DATA FOR THIS TASK:
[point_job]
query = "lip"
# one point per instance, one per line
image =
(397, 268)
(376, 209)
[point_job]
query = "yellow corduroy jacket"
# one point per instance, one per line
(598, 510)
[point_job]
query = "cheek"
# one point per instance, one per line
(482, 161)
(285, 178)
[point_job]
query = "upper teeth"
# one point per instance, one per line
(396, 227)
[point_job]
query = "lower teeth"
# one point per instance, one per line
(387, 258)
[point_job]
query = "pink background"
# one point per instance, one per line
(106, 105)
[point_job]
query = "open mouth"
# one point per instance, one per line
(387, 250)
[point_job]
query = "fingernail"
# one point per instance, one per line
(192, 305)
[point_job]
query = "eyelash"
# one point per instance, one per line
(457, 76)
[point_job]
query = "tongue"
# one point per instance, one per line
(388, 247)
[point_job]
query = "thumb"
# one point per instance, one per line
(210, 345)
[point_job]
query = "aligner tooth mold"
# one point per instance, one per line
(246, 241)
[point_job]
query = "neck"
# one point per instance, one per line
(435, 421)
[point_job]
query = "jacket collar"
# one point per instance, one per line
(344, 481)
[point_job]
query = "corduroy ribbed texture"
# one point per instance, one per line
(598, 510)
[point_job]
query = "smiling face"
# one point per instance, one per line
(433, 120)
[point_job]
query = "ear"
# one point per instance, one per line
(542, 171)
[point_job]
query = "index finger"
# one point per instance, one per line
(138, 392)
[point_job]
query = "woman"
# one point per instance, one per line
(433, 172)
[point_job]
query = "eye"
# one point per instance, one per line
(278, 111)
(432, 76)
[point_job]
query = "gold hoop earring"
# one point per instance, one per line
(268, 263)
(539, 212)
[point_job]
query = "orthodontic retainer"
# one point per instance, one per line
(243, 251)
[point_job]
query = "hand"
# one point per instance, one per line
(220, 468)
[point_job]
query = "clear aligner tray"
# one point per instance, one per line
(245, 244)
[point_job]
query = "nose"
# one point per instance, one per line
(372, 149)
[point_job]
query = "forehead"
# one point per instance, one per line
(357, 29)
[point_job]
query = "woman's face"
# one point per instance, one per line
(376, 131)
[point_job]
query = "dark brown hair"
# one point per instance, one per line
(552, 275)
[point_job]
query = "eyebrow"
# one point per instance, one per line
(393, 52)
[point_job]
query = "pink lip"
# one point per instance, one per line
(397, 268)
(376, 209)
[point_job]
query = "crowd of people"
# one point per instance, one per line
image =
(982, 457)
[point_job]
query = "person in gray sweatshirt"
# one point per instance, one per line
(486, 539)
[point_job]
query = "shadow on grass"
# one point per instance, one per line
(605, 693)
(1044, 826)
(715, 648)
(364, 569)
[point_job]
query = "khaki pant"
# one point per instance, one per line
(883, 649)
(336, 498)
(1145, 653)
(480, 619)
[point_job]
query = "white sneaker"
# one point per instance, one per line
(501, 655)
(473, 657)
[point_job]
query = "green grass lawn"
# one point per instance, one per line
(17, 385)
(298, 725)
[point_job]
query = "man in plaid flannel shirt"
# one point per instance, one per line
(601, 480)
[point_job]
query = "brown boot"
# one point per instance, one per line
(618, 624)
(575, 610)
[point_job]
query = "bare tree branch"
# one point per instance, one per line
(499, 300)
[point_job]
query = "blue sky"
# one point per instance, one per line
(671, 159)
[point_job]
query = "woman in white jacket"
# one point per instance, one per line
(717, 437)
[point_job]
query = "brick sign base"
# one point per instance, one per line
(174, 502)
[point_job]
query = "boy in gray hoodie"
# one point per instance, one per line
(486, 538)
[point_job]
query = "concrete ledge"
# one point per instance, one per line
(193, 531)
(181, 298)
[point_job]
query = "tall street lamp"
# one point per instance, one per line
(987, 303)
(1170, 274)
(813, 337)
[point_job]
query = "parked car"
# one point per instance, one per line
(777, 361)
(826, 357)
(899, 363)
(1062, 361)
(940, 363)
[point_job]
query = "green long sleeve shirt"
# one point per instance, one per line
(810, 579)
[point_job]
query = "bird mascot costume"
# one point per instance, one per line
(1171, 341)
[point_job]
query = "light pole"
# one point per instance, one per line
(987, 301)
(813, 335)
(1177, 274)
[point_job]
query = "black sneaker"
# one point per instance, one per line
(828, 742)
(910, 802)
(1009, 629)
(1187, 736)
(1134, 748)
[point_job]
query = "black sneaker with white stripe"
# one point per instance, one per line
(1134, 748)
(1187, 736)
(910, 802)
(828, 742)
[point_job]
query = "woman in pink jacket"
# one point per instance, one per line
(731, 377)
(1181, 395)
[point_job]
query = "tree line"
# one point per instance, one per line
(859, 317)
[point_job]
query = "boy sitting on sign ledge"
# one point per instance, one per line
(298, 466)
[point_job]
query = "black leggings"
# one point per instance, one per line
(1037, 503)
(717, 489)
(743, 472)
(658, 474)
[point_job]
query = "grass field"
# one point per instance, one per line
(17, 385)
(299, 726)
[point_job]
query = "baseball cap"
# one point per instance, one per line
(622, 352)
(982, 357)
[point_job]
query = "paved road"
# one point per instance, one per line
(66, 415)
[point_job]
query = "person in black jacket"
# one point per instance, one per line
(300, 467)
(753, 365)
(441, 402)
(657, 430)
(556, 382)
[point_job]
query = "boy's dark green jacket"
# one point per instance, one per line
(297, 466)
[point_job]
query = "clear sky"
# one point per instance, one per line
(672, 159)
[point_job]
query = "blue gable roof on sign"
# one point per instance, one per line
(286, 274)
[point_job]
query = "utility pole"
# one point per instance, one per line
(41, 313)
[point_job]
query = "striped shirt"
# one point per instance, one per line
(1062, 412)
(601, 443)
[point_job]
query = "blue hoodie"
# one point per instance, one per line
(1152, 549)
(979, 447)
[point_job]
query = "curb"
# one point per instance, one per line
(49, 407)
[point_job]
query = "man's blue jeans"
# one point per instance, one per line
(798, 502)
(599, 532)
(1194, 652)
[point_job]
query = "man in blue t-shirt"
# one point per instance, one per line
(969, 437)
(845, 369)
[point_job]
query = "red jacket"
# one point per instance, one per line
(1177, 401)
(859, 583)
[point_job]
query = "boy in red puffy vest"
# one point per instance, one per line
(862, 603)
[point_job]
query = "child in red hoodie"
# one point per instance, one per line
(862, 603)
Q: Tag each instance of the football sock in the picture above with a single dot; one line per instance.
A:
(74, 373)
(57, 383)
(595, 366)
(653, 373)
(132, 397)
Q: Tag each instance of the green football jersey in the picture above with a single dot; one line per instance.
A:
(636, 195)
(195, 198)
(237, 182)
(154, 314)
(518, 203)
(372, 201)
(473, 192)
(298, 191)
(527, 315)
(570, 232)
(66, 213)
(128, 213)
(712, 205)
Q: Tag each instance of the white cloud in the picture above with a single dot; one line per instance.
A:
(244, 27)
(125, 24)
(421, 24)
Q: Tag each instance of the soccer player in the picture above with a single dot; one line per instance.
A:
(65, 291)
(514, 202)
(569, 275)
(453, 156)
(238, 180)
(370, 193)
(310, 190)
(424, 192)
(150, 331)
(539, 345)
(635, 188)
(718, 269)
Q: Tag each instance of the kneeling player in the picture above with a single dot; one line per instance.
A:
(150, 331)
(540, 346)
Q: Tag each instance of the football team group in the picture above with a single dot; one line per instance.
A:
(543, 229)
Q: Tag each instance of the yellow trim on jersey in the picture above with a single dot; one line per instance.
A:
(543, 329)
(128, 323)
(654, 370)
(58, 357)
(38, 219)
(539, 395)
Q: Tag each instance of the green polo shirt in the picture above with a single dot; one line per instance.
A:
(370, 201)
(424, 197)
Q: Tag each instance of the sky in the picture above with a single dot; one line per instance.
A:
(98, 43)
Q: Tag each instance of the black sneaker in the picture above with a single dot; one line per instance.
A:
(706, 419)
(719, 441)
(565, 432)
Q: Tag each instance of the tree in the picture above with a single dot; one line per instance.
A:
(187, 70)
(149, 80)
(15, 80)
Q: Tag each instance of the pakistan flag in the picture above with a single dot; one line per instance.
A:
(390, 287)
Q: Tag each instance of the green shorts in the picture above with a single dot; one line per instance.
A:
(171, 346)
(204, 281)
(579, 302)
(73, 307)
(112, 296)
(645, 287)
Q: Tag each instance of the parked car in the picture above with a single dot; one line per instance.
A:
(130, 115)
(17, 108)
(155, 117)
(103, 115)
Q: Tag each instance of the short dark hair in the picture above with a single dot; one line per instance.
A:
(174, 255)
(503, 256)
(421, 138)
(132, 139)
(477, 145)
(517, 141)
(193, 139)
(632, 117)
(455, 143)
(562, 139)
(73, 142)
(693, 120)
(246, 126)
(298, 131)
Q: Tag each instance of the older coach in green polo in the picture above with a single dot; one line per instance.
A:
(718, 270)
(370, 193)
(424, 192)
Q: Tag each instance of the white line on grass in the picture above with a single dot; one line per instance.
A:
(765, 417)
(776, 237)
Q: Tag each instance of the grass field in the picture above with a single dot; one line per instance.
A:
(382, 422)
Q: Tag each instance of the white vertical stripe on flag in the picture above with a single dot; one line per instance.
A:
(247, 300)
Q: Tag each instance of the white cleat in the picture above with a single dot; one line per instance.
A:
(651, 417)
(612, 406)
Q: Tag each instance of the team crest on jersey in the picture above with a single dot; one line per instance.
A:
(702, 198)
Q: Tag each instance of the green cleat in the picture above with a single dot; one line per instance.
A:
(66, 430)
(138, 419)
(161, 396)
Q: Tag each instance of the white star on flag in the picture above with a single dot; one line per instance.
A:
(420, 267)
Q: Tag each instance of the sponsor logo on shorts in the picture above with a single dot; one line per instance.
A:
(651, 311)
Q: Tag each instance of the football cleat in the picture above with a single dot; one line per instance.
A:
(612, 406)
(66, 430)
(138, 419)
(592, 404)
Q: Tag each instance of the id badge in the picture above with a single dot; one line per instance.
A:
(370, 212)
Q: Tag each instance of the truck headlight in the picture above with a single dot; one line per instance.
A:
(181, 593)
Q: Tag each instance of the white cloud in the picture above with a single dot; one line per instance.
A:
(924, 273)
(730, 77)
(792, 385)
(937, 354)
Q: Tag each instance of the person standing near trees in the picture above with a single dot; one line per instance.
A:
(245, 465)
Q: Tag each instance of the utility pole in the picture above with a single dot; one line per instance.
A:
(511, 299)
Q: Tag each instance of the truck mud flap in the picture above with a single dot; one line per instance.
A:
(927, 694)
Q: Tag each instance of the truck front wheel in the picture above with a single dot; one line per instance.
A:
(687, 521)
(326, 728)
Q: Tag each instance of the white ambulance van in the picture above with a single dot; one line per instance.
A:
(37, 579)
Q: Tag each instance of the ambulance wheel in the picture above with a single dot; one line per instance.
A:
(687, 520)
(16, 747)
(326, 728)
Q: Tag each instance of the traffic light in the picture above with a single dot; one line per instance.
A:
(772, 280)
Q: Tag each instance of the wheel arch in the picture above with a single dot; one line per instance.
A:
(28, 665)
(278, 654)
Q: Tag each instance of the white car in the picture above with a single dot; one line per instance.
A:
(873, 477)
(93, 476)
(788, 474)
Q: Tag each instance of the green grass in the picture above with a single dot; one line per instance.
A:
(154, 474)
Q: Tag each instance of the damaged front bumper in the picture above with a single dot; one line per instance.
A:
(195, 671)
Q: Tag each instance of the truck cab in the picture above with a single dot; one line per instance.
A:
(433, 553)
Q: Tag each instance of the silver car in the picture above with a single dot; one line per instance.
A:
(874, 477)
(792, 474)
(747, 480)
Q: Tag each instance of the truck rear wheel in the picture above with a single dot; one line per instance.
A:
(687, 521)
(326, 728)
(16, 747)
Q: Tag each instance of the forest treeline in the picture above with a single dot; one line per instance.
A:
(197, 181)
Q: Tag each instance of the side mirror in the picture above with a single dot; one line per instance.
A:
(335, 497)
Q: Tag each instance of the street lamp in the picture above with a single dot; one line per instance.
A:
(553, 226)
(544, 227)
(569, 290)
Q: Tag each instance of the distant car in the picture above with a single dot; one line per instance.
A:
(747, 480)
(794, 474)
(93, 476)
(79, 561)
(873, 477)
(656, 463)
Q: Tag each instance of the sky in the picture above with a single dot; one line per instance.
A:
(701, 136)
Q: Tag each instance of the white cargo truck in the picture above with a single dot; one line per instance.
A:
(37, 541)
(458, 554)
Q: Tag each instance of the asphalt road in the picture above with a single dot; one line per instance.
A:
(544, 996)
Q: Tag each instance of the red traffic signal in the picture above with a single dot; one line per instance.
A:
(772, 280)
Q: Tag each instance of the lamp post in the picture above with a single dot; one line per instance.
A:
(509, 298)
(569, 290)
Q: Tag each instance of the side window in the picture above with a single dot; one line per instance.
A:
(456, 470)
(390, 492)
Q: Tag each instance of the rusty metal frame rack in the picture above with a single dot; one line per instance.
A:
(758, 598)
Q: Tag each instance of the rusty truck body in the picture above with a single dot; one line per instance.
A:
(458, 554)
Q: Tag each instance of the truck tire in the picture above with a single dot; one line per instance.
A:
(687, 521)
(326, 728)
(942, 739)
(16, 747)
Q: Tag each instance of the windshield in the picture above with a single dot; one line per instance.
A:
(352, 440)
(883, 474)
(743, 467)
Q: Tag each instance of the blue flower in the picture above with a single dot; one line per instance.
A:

PROBLEM DESCRIPTION: Rescale everything from the line containing "Q: Tag each instance of the windshield" down to the end of the items, both ends included, and give only those lines. Keep the requests unchanged, multiply every point coordinate by 2.1, and round each result to the nearest whole number, with halves rounded up.

EXERCISE ANSWER:
Q: Tag each instance of the windshield in the picture above with a single dot; one line per instance.
A:
(739, 924)
(1854, 995)
(1560, 981)
Q: Tag each instance of the blue flower in the picture above with a single dot; one line per instance.
A:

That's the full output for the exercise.